Start

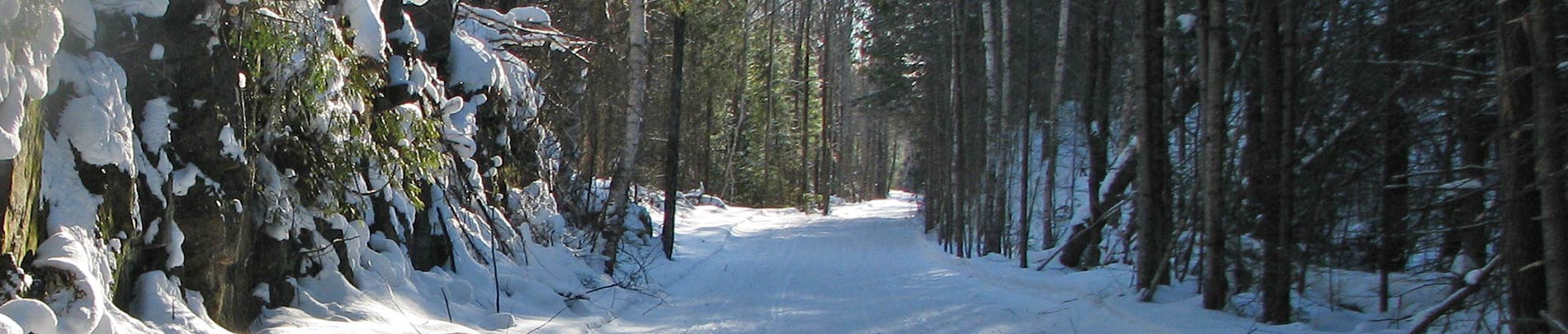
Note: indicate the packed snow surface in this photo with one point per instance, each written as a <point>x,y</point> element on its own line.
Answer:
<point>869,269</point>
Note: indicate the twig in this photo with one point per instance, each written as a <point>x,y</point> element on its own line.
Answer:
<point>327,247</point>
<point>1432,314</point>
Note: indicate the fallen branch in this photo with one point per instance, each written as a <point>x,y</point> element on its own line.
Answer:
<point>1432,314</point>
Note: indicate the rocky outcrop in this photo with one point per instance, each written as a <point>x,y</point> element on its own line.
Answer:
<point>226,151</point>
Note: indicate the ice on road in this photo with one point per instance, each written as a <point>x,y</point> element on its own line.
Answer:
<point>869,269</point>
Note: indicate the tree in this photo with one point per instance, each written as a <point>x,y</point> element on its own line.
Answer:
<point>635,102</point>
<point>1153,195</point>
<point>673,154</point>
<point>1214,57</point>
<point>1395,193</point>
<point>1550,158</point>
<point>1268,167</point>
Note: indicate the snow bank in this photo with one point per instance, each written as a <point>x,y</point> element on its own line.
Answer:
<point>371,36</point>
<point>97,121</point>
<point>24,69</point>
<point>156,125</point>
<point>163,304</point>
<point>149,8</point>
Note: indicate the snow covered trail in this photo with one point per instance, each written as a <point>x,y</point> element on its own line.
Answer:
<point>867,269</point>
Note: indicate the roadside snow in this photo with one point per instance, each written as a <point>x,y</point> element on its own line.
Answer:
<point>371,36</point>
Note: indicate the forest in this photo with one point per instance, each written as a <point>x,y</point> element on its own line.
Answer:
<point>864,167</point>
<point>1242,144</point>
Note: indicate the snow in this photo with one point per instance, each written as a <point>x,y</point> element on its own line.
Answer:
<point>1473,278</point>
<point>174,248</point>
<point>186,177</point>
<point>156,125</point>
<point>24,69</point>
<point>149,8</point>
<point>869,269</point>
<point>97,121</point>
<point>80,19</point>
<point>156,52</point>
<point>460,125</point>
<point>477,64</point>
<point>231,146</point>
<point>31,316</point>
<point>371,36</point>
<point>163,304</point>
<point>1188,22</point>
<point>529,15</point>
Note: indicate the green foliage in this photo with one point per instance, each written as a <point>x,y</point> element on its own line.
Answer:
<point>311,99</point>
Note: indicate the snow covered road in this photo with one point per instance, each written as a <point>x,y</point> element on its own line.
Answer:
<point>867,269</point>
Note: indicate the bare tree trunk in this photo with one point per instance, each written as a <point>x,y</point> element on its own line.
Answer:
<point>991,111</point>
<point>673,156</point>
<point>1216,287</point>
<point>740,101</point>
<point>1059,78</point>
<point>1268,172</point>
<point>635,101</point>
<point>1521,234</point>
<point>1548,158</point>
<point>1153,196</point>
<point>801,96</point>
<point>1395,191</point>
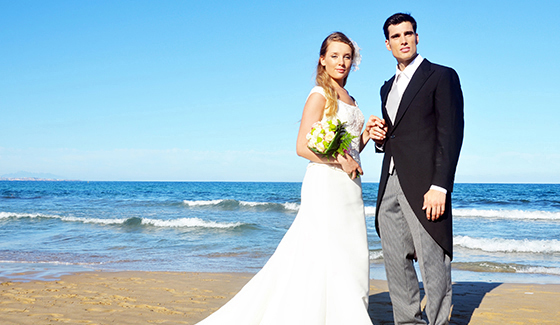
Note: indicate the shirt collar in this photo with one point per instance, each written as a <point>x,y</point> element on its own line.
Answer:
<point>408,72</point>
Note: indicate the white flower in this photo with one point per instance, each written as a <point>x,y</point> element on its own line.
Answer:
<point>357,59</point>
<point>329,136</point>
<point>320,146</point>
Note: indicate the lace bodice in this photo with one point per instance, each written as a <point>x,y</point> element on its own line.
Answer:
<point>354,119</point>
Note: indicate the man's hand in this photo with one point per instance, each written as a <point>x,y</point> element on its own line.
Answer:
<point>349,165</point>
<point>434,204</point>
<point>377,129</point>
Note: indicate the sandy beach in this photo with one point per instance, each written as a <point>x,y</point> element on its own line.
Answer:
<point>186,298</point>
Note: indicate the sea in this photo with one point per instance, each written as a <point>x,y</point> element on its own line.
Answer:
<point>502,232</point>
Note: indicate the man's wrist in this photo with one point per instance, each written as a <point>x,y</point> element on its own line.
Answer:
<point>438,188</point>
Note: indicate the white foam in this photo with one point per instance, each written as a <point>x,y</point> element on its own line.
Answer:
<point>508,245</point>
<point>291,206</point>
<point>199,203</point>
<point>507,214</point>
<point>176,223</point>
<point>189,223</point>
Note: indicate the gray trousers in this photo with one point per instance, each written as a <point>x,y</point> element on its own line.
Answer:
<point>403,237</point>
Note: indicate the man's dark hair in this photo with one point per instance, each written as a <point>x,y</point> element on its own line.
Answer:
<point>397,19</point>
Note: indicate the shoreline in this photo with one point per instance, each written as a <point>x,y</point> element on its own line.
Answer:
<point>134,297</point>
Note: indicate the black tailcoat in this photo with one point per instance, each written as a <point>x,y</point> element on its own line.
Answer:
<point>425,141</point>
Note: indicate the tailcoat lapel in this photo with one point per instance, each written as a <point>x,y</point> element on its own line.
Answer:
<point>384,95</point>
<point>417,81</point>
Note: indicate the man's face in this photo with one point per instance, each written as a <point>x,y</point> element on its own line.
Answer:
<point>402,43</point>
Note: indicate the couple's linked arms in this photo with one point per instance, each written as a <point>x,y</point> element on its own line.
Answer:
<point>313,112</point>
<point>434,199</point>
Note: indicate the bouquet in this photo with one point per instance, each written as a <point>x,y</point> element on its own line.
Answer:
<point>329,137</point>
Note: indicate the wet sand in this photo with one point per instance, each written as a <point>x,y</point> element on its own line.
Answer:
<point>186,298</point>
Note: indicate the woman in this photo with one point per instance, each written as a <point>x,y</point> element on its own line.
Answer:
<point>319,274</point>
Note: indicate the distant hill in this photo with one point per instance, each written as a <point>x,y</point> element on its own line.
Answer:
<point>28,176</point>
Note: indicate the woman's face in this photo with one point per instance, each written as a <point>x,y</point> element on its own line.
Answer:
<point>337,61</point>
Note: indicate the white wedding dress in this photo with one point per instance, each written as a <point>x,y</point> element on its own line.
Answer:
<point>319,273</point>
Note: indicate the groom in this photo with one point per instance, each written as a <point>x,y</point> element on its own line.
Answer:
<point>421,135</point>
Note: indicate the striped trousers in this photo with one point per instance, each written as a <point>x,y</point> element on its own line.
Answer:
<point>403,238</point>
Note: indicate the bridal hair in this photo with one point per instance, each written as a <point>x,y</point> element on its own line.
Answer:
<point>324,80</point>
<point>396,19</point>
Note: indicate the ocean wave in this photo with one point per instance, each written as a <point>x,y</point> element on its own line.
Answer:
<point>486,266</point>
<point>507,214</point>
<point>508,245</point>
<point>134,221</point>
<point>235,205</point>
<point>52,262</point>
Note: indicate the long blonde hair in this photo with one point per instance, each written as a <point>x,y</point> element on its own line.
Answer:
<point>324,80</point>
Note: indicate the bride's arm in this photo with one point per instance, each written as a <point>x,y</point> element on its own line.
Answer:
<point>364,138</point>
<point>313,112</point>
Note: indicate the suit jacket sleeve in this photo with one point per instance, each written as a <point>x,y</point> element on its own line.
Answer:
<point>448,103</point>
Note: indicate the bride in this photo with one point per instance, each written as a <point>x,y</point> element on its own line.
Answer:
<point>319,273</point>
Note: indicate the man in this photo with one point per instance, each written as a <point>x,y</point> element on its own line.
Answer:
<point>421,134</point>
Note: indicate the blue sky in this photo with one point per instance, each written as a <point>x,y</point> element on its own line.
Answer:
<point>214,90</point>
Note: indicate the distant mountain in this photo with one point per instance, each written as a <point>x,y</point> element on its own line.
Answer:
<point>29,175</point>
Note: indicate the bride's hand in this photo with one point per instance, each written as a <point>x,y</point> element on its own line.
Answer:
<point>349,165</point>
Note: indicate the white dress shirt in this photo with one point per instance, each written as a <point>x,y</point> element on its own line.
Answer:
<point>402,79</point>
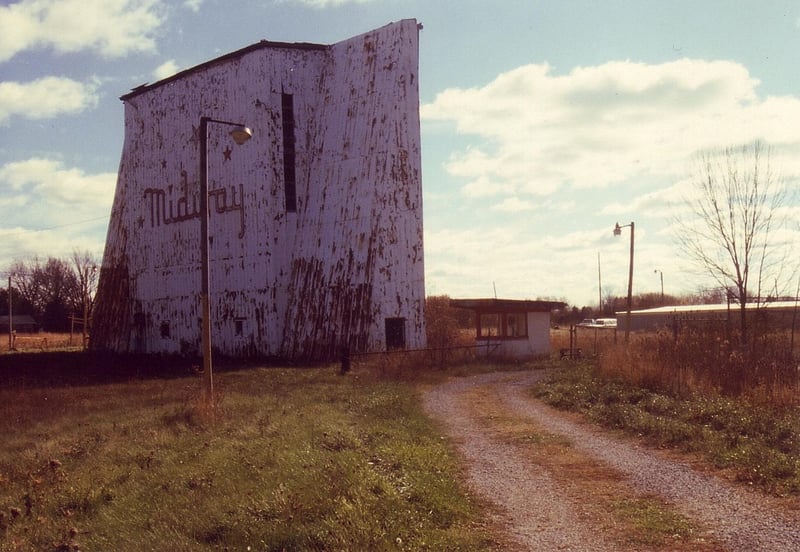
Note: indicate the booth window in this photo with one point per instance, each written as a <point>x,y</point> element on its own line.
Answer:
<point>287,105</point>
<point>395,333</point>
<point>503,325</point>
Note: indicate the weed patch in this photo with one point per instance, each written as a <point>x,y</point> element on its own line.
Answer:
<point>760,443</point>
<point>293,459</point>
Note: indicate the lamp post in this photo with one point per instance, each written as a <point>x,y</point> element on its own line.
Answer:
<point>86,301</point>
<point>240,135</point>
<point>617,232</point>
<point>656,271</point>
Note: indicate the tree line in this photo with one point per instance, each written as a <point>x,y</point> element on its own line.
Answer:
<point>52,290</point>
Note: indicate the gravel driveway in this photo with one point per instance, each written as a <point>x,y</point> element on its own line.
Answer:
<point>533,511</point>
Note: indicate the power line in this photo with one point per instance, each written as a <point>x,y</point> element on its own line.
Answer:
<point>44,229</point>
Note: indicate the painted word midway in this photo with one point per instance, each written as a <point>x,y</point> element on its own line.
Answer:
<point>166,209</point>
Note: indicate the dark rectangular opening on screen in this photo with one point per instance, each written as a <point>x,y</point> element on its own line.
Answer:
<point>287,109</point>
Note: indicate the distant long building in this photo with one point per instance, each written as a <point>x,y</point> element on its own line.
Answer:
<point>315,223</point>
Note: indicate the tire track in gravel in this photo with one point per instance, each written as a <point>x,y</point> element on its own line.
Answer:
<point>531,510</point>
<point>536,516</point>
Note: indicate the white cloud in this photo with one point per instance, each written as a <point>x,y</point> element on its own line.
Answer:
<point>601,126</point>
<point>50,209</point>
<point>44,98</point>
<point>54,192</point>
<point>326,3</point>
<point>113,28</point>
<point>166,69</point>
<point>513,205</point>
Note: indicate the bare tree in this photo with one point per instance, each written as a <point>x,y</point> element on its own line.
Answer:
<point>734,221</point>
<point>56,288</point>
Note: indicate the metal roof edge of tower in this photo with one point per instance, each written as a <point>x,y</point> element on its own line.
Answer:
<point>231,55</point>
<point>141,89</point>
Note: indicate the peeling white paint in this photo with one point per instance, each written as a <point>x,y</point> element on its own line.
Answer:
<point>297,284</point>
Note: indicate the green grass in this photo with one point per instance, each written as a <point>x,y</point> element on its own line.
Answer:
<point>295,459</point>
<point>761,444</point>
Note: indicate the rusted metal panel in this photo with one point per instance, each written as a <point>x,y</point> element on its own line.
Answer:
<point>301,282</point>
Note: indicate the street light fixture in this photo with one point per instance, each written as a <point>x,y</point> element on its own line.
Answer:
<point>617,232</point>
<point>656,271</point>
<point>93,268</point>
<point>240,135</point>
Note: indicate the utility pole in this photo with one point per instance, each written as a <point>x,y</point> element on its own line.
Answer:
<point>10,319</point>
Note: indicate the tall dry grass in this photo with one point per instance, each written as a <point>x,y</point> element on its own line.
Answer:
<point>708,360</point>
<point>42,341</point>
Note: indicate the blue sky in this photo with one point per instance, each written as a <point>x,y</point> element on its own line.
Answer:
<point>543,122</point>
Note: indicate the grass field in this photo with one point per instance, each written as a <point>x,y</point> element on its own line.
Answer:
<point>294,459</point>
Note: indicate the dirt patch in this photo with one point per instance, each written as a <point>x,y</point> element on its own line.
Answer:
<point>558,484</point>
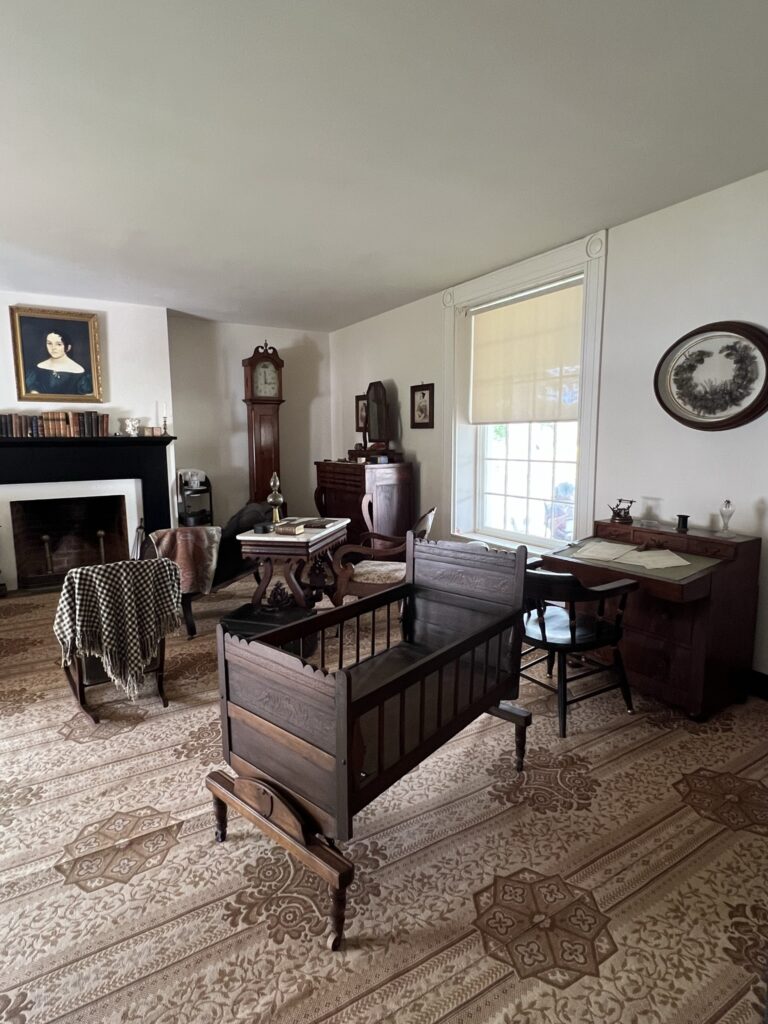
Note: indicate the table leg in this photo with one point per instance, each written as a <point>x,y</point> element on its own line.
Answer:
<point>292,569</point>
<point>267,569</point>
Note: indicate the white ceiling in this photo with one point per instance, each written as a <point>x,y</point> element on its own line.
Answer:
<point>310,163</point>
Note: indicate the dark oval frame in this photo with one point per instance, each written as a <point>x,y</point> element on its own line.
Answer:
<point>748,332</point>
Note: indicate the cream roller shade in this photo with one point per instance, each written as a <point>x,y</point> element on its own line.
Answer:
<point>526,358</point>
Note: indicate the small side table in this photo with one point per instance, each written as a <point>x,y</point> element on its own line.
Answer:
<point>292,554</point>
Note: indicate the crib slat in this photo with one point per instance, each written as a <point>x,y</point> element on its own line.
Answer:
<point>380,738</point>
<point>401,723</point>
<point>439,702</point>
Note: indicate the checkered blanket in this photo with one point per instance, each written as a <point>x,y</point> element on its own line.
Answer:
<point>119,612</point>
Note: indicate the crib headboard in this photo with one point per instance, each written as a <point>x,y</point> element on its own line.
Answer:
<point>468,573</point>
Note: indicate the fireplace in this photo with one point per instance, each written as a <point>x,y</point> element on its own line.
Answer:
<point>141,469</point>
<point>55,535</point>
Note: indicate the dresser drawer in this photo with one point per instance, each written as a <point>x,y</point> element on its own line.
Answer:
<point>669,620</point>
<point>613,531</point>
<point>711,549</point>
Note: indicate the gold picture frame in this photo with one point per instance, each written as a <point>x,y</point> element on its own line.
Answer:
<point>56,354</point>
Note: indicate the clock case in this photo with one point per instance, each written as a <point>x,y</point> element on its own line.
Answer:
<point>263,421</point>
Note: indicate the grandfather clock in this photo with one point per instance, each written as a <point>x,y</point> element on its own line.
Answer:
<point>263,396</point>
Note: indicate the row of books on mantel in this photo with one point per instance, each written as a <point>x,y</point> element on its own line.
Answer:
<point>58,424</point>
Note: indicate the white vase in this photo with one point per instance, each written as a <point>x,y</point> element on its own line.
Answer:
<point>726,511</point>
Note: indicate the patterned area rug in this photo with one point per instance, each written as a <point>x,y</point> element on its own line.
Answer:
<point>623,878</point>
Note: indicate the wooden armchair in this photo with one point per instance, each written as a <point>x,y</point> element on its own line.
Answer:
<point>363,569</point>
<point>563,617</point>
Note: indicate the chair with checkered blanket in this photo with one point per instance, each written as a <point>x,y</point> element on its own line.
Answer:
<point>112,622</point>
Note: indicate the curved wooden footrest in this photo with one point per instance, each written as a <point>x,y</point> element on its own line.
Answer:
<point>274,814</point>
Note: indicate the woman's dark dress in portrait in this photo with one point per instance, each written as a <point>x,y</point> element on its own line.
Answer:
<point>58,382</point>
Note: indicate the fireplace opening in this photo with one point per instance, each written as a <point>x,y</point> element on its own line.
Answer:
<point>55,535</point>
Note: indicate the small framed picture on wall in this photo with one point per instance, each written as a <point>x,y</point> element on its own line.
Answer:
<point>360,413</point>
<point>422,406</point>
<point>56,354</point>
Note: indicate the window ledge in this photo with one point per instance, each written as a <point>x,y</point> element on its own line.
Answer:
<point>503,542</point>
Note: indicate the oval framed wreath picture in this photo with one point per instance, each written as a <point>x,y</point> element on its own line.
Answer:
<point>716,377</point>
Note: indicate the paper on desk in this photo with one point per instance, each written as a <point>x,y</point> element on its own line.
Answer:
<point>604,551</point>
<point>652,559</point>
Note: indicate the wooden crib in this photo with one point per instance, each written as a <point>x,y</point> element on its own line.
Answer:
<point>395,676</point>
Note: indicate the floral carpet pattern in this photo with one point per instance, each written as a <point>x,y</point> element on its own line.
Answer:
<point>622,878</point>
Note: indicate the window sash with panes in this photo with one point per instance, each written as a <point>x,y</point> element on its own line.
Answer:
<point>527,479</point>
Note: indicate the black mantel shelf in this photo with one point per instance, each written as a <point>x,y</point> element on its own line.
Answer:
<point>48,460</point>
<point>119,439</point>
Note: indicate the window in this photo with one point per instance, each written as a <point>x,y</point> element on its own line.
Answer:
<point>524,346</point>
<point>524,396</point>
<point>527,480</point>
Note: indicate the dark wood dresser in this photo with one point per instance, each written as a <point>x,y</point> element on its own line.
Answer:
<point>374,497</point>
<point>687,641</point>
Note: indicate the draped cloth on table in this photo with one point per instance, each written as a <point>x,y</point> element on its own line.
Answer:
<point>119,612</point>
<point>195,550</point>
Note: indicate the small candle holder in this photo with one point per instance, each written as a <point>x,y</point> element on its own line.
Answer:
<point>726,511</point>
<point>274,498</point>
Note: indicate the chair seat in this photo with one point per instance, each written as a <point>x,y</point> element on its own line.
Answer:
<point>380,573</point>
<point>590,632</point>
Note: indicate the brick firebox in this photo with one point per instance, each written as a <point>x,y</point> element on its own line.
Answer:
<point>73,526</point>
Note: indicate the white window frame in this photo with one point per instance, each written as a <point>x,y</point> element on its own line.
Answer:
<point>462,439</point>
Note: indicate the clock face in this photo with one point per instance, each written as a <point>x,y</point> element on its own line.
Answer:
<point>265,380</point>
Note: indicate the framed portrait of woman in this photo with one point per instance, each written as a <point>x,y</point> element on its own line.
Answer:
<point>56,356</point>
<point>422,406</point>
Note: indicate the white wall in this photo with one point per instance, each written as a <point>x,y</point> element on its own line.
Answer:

End

Your instructions → Can you list every line of the listing from the one holding "Note: indicate the groom" to the one holding "<point>403,238</point>", both included, as a numbered list with any blank lines omitted?

Correct output →
1. Note: indicate the groom in this photo with one point per instance, each written as a <point>x,y</point> element on its own line.
2. Answer:
3. <point>421,135</point>
4. Note: indicate the striped trousers in this photo with one point per instance, each written as a <point>x,y</point> element on its own line.
5. Answer:
6. <point>403,238</point>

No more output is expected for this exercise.